** Begin DATA TO USE **

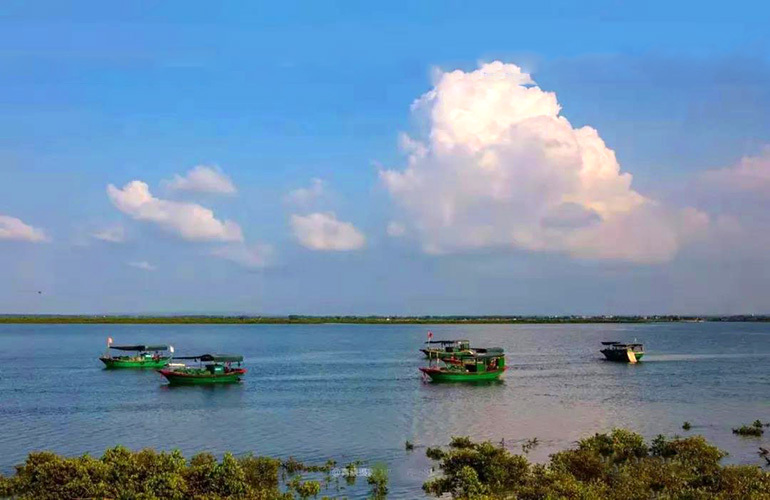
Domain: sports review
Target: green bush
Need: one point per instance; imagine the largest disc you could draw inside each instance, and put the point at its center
(147, 474)
(616, 465)
(378, 480)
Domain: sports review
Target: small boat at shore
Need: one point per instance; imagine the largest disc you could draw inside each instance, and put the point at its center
(146, 356)
(213, 369)
(621, 352)
(440, 349)
(480, 366)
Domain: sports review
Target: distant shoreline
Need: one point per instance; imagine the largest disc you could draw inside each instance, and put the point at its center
(365, 320)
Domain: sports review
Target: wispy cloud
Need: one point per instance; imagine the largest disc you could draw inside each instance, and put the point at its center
(143, 265)
(249, 256)
(112, 234)
(322, 231)
(15, 229)
(307, 195)
(203, 179)
(750, 174)
(396, 229)
(190, 221)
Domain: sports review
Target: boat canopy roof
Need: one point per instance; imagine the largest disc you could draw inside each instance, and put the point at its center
(215, 358)
(621, 345)
(488, 355)
(140, 347)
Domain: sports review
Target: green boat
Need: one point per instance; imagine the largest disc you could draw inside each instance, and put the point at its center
(440, 349)
(624, 353)
(484, 366)
(146, 356)
(213, 369)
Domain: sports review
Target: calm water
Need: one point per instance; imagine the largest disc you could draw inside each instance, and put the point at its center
(352, 392)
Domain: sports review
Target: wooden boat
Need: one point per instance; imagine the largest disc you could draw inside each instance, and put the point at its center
(440, 349)
(484, 366)
(625, 353)
(213, 369)
(146, 356)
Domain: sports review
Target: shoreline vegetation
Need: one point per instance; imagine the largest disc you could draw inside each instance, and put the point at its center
(616, 465)
(366, 320)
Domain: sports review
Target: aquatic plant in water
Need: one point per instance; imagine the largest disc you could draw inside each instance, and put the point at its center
(755, 429)
(616, 465)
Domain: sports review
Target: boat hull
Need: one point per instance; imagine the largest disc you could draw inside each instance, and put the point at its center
(179, 378)
(128, 363)
(439, 375)
(620, 356)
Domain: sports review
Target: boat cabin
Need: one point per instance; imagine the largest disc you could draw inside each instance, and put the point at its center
(449, 345)
(141, 350)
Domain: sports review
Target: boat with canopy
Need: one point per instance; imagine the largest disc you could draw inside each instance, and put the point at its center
(626, 353)
(145, 355)
(440, 349)
(479, 366)
(212, 369)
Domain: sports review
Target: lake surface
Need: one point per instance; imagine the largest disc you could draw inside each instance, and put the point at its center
(350, 392)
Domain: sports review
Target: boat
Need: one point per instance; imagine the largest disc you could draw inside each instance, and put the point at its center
(480, 366)
(440, 349)
(626, 353)
(213, 369)
(146, 356)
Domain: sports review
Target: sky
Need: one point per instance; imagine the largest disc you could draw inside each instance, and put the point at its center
(391, 158)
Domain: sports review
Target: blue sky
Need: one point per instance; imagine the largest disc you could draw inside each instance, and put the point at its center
(273, 96)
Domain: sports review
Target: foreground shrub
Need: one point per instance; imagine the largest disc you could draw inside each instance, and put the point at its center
(121, 473)
(617, 465)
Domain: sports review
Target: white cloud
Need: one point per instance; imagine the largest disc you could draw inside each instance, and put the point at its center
(502, 167)
(15, 229)
(203, 179)
(143, 265)
(396, 229)
(189, 220)
(751, 174)
(113, 234)
(308, 195)
(322, 231)
(251, 257)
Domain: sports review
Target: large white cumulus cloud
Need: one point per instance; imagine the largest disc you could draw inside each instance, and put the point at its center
(188, 220)
(501, 167)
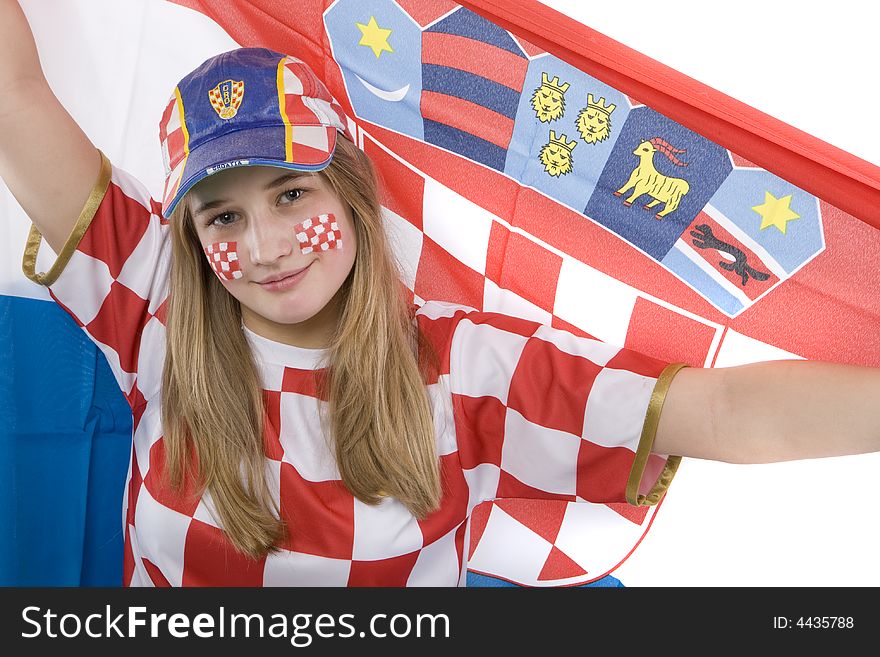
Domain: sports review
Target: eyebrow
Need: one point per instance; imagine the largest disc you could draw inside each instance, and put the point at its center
(281, 180)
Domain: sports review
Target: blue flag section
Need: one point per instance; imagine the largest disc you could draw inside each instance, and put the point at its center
(377, 46)
(643, 209)
(65, 436)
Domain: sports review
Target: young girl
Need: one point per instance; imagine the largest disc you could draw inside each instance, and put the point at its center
(264, 283)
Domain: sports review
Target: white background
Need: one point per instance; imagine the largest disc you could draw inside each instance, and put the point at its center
(813, 523)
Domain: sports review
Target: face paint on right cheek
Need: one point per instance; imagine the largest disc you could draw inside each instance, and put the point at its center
(223, 258)
(318, 234)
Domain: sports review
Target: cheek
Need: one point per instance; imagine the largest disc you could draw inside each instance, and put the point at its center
(318, 234)
(223, 258)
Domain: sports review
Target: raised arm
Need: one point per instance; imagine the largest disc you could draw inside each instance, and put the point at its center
(46, 160)
(771, 411)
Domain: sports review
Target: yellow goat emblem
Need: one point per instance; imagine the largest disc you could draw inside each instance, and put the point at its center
(645, 179)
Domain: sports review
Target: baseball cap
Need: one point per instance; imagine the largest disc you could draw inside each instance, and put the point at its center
(246, 107)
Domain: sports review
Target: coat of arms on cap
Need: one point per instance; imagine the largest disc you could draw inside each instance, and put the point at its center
(226, 97)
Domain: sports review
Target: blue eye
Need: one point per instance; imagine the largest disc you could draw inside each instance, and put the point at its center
(292, 195)
(223, 219)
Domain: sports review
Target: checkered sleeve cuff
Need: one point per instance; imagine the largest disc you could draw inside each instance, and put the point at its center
(646, 486)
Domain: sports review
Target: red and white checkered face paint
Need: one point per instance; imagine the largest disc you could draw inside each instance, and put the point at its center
(224, 260)
(318, 234)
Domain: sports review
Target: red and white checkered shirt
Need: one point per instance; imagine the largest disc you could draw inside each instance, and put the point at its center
(521, 410)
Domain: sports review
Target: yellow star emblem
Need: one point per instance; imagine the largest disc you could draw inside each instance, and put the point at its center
(374, 37)
(776, 212)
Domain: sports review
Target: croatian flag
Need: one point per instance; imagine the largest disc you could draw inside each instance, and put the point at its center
(529, 166)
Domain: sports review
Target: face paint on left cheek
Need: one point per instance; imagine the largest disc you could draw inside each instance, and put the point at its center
(223, 258)
(318, 234)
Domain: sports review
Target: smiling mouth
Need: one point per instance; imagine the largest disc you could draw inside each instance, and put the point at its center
(287, 281)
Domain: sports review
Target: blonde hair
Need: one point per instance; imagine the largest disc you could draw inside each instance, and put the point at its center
(377, 414)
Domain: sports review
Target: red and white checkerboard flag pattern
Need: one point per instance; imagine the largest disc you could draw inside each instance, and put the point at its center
(318, 234)
(307, 143)
(174, 140)
(223, 257)
(459, 245)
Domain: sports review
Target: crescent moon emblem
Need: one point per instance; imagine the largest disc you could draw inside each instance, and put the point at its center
(394, 96)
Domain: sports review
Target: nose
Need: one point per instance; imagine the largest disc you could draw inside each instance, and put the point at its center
(269, 239)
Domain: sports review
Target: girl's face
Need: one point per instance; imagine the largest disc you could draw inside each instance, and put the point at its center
(260, 224)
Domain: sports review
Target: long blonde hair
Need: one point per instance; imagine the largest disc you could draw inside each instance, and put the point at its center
(377, 414)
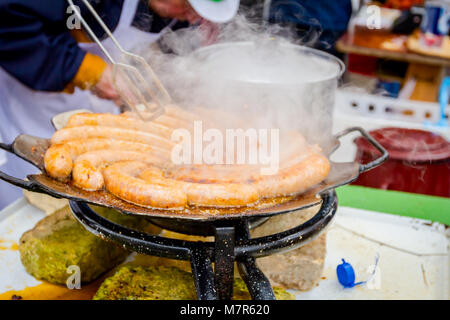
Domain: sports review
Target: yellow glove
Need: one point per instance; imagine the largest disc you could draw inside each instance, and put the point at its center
(89, 73)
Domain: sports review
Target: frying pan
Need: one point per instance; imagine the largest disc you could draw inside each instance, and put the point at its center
(32, 149)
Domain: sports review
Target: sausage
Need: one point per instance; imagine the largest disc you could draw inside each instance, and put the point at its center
(117, 121)
(87, 169)
(87, 132)
(215, 173)
(120, 180)
(207, 194)
(292, 180)
(295, 179)
(59, 158)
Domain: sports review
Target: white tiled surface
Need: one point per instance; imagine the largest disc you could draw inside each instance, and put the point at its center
(413, 257)
(414, 260)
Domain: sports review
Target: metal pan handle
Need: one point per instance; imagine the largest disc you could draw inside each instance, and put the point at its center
(27, 185)
(375, 163)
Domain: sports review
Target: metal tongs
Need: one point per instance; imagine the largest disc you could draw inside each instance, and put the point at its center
(135, 81)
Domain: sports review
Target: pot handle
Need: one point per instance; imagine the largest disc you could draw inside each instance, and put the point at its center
(24, 184)
(375, 163)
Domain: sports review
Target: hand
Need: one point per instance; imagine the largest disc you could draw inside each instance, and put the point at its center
(105, 89)
(176, 9)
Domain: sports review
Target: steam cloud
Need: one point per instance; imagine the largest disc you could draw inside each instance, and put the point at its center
(258, 77)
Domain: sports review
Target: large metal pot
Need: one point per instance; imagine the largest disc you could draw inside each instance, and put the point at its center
(293, 86)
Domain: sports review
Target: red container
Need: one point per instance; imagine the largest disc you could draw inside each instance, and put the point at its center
(419, 162)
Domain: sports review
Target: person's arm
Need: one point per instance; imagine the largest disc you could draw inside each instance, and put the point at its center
(37, 48)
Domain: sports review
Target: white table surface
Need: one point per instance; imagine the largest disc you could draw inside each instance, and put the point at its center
(414, 256)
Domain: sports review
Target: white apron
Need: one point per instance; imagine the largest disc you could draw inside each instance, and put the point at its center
(23, 110)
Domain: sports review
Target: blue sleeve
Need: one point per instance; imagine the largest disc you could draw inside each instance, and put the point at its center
(36, 46)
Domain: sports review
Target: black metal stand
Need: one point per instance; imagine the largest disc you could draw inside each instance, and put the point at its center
(232, 243)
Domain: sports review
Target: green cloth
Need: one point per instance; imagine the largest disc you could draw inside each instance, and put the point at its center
(419, 206)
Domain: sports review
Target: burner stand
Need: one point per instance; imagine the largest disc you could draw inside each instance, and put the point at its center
(232, 243)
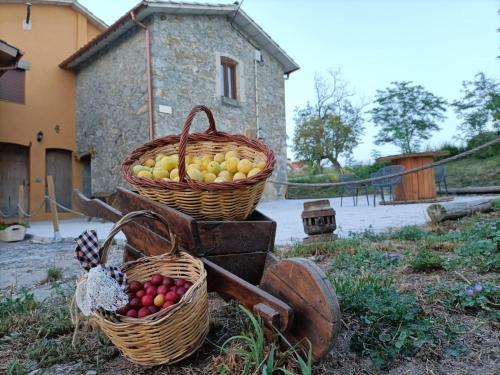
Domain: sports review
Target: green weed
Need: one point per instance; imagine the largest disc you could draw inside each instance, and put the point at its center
(364, 260)
(391, 324)
(426, 261)
(325, 248)
(407, 233)
(495, 205)
(264, 358)
(482, 299)
(54, 274)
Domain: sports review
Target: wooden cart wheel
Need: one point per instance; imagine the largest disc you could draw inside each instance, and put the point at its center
(304, 286)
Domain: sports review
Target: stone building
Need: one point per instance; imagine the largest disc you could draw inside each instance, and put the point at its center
(214, 55)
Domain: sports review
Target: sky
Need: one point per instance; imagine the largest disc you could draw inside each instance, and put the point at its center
(434, 43)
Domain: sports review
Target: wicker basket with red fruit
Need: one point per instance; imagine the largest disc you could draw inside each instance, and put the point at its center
(166, 318)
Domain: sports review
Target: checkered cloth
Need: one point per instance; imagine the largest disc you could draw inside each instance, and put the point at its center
(88, 254)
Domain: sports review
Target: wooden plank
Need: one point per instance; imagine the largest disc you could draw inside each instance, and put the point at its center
(255, 234)
(183, 225)
(21, 203)
(248, 266)
(59, 166)
(53, 207)
(427, 183)
(248, 295)
(433, 200)
(454, 210)
(205, 238)
(316, 310)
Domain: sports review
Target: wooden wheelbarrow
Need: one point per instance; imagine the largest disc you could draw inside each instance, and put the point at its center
(293, 295)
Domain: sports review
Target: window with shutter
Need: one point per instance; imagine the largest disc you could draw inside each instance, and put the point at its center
(228, 77)
(12, 86)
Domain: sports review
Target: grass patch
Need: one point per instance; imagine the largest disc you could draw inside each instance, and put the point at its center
(426, 261)
(407, 233)
(364, 261)
(351, 245)
(38, 335)
(252, 354)
(391, 324)
(16, 311)
(481, 299)
(474, 172)
(54, 274)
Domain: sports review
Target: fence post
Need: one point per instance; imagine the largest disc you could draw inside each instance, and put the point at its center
(53, 208)
(21, 203)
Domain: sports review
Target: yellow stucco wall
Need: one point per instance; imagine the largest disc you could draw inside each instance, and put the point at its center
(56, 33)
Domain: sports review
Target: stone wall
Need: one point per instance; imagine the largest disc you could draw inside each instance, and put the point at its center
(112, 112)
(112, 116)
(186, 62)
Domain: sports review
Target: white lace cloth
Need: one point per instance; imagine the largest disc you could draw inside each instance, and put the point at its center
(96, 289)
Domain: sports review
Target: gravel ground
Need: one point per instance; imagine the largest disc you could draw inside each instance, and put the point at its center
(24, 264)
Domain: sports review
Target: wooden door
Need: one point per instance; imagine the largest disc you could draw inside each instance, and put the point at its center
(58, 165)
(87, 184)
(14, 171)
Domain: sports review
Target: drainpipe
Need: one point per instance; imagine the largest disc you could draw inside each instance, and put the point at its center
(148, 69)
(256, 97)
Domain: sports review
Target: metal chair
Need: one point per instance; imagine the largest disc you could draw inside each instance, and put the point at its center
(440, 177)
(387, 182)
(353, 188)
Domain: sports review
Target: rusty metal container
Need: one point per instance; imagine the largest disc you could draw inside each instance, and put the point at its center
(318, 217)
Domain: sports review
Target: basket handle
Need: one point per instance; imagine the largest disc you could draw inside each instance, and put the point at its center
(131, 216)
(185, 135)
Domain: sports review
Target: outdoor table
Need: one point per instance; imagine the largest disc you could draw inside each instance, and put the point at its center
(417, 186)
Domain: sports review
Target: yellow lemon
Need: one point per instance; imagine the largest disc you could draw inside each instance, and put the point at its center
(213, 167)
(160, 156)
(137, 168)
(244, 166)
(228, 176)
(174, 173)
(239, 176)
(230, 154)
(195, 174)
(232, 164)
(175, 159)
(209, 177)
(167, 163)
(145, 174)
(253, 172)
(219, 158)
(159, 172)
(260, 164)
(194, 166)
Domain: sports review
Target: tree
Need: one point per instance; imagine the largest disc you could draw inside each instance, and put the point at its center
(332, 126)
(406, 115)
(479, 106)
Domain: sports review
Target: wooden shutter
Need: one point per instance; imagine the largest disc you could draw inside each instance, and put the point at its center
(12, 86)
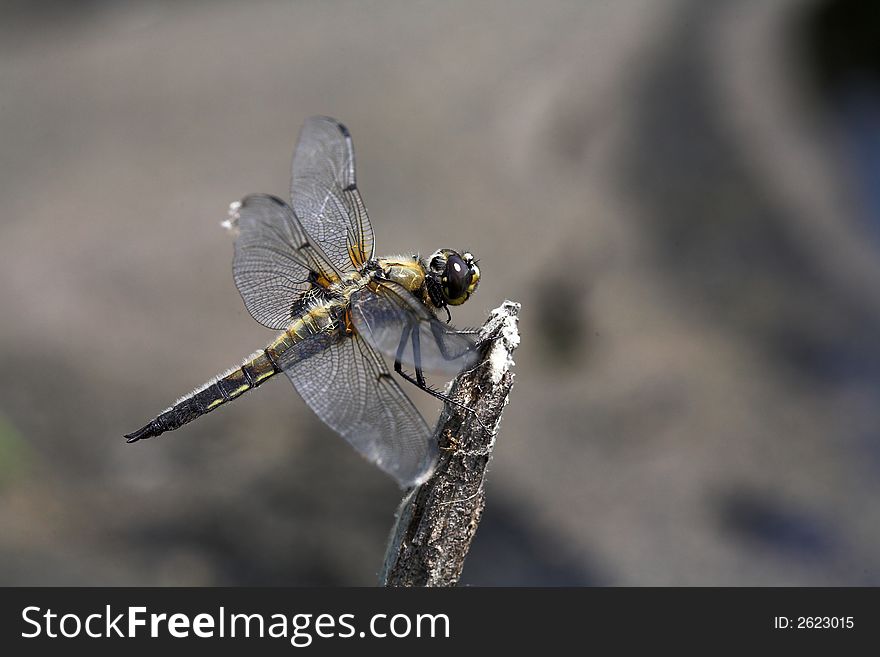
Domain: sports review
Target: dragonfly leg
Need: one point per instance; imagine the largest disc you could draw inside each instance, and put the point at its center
(419, 380)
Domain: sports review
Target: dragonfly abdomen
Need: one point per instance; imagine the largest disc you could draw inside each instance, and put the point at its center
(312, 327)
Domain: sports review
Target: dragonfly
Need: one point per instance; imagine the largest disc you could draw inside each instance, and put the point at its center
(307, 268)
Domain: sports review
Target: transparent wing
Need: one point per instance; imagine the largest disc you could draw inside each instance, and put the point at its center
(400, 326)
(275, 263)
(324, 193)
(350, 389)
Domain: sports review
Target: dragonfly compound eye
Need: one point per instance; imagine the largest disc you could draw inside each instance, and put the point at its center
(457, 280)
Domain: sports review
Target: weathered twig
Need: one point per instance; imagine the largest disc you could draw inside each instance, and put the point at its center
(436, 521)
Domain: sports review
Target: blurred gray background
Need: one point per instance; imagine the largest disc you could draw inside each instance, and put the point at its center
(684, 196)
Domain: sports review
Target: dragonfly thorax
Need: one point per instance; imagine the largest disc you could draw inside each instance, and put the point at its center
(405, 271)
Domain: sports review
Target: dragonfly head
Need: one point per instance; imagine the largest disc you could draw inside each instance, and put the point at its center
(457, 275)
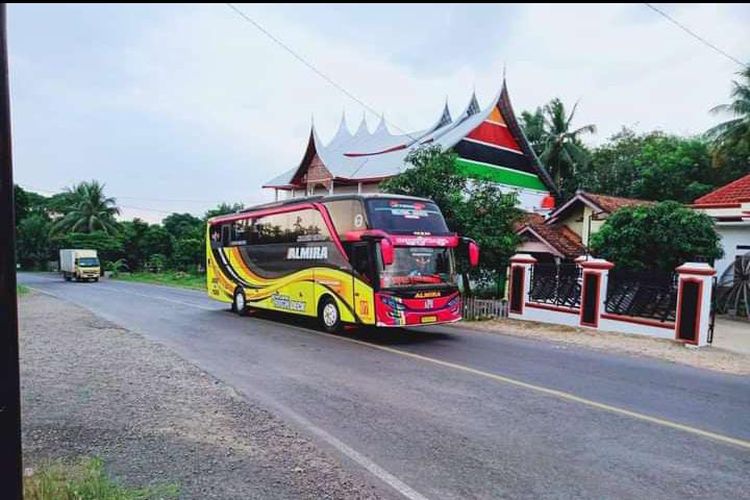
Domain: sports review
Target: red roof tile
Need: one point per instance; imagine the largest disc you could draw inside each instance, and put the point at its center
(734, 192)
(612, 203)
(560, 237)
(528, 218)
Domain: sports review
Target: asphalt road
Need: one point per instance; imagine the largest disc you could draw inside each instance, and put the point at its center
(442, 412)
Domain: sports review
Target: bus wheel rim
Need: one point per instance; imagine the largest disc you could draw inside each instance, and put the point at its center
(330, 315)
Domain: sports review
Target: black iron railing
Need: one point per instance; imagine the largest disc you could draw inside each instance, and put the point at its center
(646, 294)
(558, 285)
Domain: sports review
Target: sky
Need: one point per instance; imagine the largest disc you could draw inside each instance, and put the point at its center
(177, 108)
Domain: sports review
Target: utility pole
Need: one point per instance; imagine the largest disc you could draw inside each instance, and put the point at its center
(10, 393)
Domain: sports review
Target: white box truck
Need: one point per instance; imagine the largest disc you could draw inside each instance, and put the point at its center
(79, 264)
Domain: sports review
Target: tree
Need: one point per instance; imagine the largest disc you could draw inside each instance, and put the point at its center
(734, 133)
(189, 254)
(432, 175)
(156, 240)
(183, 225)
(131, 237)
(656, 237)
(477, 209)
(653, 166)
(557, 144)
(89, 210)
(488, 216)
(32, 241)
(534, 129)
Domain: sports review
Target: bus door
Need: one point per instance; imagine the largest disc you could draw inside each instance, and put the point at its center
(364, 279)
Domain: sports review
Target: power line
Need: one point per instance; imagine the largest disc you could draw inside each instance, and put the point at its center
(695, 35)
(147, 209)
(314, 69)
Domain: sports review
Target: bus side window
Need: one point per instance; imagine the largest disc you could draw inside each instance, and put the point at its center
(225, 235)
(361, 261)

** End DATA TO USE **

How many lines in the stored entries above contain the string "flag"? Treat uppercase and lowercase as different, and reply with the number alone.

= ANSWER TO THIS PROBLEM =
3